### OBJECTIVE 1:
Rewrite the financial note passage on the line of credit and convertible debt, beginning at the words "During the third" and stopping after "on the LOC.", with "LOC" replaced by "credit line".
### OBJECTIVE 2:
Answer these questions from the financial note passage on the line of credit and convertible debt:
(a) How much interest expense on the LOC did the Company recognize during the nine months ended September 30, 2024?
(b) On what date did the Company enter into the Standby Equity Purchase Agreement?
(c) Up to what dollar amount of its common stock does the Company have the right to sell to Yorkville?
### OBJECTIVE 3:
Write what comes next in the financial note passage on the line of credit and convertible debt, continuing from its final sentence.

### EXCERPTED PASSAGE:
__________________________________________________
During the third quarter of 2025, in connection with the discontinued operations of Frankly, which was the primary borrower under the line of credit, the Company paid down the balance under the LOC. As of September 30, 2025, the outstanding principal, and unpaid accrued interest, on the LOC was $(119) thousand, as the lender had continued to collect certain receivables on behalf of the Company subsequent to the balance being paid. During the nine months ended September 30, 2025 and 2024, the Company recognized interest expense of $0.3 million and $0.7 million on the LOC.

**10. Convertible debt**

Yorkville CD and SEPA

On July 8, 2024, the Company entered into a Standby Equity Purchase Agreement ("SEPA") with YA II PN, LTD, a Cayman Islands exempt limited partnership ("Yorkville"), pursuant to which the Company has the right to sell to Yorkville up to $20.0 million of its shares of common stock, par value $0.0001 per share, subject to certain limitations and conditions set forth in the SEPA.
__________________________________________________
### MATERIAL SUPPLIED:
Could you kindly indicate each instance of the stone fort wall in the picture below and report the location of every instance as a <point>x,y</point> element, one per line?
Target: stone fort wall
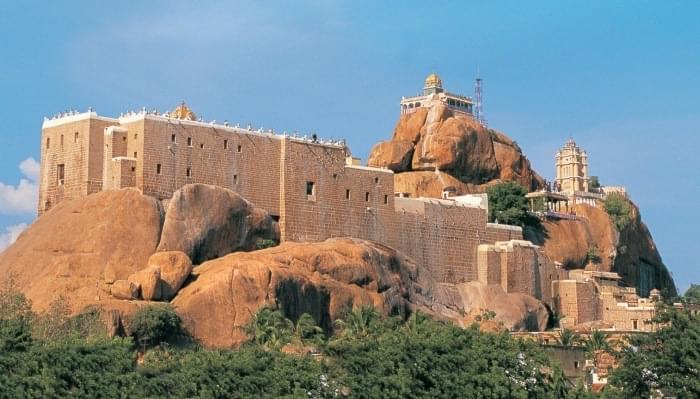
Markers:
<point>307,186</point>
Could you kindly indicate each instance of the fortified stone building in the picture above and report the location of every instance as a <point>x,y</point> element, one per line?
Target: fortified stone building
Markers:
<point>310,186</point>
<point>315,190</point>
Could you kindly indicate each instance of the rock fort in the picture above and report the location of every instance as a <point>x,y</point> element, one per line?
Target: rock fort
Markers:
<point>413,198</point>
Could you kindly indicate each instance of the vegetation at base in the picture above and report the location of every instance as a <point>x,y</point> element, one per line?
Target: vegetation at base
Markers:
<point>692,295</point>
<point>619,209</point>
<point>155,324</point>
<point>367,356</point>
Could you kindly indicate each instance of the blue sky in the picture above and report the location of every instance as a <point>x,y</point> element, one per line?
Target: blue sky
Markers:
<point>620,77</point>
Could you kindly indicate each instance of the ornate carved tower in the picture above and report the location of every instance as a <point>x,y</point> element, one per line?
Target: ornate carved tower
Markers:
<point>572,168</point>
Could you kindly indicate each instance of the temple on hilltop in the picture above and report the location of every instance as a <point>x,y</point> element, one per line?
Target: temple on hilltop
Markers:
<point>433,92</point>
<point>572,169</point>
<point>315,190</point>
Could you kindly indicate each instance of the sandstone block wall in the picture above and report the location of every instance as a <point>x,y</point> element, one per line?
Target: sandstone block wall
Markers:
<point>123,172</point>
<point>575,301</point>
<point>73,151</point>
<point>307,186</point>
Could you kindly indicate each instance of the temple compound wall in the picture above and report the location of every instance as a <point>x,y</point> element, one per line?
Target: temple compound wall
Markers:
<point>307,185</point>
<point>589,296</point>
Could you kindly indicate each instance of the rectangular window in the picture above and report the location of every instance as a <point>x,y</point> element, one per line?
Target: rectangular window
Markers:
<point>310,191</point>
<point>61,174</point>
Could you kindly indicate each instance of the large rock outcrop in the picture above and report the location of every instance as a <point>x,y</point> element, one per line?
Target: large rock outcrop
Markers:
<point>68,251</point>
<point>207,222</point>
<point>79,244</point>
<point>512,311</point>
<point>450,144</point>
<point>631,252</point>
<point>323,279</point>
__________________________________________________
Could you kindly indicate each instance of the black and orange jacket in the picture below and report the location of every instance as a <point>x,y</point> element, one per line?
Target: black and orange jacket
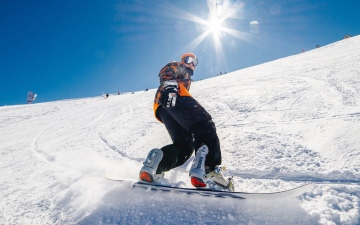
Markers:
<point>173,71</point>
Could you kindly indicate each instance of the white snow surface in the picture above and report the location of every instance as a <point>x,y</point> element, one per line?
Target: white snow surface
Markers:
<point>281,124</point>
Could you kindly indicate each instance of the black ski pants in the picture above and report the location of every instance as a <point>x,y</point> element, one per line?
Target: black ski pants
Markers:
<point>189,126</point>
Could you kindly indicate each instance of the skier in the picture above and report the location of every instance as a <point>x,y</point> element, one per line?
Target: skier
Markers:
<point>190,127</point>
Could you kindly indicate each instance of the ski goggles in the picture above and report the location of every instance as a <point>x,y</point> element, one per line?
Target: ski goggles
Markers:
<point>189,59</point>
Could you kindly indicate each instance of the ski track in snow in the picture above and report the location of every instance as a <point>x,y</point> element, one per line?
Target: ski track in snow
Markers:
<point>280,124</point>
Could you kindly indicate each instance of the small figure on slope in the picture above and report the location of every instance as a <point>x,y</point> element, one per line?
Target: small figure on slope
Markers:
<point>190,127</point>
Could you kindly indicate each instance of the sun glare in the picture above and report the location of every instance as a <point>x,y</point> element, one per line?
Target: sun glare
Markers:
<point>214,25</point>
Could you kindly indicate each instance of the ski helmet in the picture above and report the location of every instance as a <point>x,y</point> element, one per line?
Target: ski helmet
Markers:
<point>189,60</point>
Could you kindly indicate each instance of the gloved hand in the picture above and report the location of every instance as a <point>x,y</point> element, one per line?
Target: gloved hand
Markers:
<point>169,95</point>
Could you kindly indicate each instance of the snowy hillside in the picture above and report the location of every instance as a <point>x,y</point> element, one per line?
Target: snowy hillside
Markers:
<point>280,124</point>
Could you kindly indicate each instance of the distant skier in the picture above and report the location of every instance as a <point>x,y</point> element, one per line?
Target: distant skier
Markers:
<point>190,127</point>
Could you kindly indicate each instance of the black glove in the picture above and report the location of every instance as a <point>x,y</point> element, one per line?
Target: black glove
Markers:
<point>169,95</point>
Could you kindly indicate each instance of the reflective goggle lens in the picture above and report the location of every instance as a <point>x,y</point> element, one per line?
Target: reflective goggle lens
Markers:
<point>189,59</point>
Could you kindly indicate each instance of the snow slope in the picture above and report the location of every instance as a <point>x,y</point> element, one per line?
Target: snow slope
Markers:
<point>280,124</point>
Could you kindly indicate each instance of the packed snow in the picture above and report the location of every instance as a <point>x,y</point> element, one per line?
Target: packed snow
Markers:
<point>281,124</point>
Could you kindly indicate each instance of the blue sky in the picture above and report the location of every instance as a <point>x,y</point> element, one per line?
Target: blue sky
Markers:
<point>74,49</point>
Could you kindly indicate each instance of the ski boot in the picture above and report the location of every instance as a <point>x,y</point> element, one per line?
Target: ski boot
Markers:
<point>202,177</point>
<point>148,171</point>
__________________________________________________
### WRITTEN ANSWER 1:
During the third quarter of 2025, in connection with the discontinued operations of Frankly, which was the primary borrower under the line of credit, the Company paid down the balance under the credit line. As of September 30, 2025, the outstanding principal, and unpaid accrued interest, on the credit line was $(119) thousand, as the lender had continued to collect certain receivables on behalf of the Company subsequent to the balance being paid. During the nine months ended September 30, 2025 and 2024, the Company recognized interest expense of $0.3 million and $0.7 million on the credit line.

### WRITTEN ANSWER 2:
(a) $0.7 million
(b) July 8, 2024
(c) $20.0 million

### WRITTEN ANSWER 3:
Each advance the Company requests in writing to Yorkville under the SEPA may be for a number of shares of common stock up to the greater of (i) 500,000 shares or (ii) such amount as is equal to 100% of the average daily volume traded of the common stock during the five trading days immediately prior to the date the Company requests each advance. The shares of common stock purchased pursuant to an advance delivered by the Company will be purchased at a price equal to 97% of the lowest daily VWAP of the shares of common stock during the three consecutive trading days commencing on the date of the delivery of the advance notice.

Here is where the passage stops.